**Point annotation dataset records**
━━━━━━━━

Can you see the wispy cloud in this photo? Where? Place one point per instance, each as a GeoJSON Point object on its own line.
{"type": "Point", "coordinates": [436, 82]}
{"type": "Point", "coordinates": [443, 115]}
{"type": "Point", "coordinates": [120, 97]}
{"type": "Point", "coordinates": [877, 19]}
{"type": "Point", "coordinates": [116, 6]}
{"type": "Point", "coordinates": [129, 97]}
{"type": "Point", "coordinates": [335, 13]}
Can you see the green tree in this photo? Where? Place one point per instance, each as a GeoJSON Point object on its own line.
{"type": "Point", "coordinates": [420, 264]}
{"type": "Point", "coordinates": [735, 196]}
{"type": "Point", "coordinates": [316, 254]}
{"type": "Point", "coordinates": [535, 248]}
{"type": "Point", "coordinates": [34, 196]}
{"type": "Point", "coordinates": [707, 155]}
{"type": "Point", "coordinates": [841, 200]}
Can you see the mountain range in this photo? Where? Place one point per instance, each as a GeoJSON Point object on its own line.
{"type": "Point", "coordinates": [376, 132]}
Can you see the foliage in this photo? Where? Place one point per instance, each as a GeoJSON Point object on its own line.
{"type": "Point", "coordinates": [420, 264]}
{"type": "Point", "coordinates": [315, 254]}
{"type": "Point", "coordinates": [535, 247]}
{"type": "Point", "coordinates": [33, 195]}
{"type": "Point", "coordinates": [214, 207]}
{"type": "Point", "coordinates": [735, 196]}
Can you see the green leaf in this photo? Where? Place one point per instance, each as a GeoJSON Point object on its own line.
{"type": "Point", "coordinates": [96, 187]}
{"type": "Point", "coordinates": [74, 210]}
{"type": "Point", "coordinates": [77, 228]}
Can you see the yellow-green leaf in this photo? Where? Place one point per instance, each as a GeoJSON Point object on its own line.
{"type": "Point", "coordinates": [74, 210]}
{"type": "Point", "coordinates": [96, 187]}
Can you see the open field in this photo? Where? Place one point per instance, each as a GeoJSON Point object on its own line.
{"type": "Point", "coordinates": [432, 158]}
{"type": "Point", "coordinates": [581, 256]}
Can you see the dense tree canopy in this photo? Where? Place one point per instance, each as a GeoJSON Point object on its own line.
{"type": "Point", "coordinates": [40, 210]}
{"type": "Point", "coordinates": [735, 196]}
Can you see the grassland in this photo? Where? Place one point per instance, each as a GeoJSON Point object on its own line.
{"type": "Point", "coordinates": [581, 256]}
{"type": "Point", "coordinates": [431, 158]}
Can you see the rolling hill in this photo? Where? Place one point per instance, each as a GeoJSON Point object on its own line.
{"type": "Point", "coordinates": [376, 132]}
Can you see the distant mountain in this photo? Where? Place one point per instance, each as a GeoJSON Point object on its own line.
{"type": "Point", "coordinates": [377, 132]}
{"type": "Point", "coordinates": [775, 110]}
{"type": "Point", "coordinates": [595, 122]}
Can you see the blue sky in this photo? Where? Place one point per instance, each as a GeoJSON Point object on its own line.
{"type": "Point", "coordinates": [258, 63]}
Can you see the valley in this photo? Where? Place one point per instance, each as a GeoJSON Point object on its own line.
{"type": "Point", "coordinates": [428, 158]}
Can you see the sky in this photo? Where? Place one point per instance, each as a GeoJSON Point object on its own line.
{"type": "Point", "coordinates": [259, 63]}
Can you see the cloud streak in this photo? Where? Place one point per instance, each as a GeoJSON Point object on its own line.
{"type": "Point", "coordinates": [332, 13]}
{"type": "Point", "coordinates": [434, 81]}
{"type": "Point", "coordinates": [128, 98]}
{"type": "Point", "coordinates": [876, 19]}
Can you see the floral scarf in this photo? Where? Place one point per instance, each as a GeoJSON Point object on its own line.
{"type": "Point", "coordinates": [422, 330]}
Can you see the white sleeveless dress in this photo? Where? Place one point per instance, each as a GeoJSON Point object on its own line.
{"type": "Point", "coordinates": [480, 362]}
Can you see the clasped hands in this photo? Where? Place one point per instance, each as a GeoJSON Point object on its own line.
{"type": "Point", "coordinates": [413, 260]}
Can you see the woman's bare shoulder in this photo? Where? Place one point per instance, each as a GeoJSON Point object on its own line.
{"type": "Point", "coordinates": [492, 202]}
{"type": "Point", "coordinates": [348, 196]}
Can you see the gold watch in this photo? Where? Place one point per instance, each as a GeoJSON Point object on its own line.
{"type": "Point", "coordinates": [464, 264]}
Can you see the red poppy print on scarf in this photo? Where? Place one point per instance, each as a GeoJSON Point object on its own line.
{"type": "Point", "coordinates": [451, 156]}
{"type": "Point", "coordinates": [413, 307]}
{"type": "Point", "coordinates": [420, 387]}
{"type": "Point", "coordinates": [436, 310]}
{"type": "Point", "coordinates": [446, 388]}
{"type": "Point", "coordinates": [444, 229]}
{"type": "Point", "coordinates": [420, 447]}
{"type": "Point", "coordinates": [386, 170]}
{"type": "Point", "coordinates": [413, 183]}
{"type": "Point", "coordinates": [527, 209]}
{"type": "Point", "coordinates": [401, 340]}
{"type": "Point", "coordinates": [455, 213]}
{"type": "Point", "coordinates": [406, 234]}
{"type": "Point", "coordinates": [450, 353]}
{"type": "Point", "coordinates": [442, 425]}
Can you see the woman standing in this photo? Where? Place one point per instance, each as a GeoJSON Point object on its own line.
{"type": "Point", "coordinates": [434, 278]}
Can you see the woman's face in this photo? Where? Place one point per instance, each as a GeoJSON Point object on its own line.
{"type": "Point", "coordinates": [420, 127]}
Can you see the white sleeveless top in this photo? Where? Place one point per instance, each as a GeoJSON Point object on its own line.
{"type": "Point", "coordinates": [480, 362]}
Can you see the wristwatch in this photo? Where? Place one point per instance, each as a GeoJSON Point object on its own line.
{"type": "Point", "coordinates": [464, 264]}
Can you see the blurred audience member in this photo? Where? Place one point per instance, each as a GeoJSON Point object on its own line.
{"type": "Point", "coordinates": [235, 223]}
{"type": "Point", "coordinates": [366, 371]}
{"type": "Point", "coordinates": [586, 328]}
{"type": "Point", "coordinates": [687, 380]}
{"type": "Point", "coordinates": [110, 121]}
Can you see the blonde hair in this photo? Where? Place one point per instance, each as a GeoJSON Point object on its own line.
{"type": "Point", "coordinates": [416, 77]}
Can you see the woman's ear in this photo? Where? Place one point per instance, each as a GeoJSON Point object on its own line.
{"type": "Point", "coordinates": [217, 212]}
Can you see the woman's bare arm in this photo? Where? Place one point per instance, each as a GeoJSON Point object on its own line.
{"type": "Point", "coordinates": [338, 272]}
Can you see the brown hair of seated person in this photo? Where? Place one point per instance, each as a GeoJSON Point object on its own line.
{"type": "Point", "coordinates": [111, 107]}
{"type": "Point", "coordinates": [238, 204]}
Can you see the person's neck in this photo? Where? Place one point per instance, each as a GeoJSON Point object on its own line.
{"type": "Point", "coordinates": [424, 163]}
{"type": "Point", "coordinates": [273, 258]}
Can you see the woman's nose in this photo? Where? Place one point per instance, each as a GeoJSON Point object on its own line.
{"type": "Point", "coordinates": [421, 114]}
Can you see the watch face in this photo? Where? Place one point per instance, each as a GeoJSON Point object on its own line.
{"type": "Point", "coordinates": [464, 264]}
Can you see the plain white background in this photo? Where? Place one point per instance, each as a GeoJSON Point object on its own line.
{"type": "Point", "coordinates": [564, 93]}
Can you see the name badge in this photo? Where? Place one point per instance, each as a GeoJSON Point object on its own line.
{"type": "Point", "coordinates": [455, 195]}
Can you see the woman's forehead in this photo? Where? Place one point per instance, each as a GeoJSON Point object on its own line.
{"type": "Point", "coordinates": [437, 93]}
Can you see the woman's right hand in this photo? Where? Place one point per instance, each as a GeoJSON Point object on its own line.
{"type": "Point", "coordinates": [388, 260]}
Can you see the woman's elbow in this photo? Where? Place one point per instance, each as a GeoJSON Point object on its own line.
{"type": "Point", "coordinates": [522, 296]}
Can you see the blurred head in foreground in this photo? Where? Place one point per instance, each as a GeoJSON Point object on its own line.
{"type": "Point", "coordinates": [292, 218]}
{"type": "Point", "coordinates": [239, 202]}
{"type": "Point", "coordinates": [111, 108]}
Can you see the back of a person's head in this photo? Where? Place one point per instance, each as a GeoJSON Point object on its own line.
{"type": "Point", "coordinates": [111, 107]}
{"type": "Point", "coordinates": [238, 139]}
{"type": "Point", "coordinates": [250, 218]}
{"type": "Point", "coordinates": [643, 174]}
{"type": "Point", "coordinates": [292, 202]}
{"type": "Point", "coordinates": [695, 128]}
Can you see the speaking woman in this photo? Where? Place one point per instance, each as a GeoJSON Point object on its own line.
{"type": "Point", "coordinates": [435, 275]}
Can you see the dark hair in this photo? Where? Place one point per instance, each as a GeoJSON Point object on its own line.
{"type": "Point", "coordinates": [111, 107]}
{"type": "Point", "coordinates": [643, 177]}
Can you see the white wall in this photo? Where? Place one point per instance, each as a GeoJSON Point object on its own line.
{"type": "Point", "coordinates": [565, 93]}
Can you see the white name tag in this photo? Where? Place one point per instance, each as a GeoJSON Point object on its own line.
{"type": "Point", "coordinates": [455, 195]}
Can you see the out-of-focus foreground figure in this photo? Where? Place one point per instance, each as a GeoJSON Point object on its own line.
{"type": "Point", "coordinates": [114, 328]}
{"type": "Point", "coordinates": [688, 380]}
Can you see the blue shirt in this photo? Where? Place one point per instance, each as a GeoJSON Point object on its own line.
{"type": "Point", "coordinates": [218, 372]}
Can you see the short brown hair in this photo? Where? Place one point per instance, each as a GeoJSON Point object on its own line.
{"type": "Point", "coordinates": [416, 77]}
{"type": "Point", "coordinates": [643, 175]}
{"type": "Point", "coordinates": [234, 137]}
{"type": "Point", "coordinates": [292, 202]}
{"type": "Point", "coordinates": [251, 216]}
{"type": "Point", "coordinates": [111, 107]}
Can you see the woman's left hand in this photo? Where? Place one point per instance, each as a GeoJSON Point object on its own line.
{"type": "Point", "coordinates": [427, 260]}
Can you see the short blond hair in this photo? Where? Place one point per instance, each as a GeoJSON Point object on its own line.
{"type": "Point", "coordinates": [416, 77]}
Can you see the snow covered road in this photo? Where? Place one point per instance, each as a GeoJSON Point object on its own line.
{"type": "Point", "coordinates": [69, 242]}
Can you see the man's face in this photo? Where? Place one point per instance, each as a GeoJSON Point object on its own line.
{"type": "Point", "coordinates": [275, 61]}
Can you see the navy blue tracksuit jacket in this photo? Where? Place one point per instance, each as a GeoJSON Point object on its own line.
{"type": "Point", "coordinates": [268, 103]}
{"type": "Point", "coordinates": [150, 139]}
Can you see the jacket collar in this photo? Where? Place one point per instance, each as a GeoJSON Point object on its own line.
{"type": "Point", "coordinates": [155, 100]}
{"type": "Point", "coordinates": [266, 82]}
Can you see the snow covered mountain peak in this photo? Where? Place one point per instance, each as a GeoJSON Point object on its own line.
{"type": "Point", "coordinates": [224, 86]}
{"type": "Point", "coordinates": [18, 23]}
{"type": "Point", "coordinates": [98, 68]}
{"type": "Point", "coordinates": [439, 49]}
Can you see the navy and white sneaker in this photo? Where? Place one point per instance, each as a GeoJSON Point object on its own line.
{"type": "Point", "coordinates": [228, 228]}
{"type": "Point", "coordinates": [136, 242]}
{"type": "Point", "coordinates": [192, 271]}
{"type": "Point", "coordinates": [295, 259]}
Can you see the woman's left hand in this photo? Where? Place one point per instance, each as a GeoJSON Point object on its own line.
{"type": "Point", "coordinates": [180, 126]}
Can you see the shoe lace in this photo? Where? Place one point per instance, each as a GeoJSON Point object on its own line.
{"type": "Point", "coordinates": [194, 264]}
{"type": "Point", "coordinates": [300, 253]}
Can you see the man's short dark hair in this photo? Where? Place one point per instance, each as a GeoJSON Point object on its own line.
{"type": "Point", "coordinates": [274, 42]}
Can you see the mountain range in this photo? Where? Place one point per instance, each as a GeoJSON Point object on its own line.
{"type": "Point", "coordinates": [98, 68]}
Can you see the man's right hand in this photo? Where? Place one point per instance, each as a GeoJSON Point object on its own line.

━━━━━━━━

**Short problem**
Write out again, exactly, the lines from the one holding "Can you see the man's short" through the end of the listing, with both ends included.

**The output**
Can you see the man's short dark hair in this photo? Where? Place one point per instance, each as a GeoJSON Point object on its own line.
{"type": "Point", "coordinates": [274, 42]}
Can you see the mountain range in this photo? Where? Place one point per instance, each as a GeoJSON Point object on its own line.
{"type": "Point", "coordinates": [98, 68]}
Can you see the man's right hand in this photo? Where? Place one point per instance, each as a GeoJSON Point object on its own line.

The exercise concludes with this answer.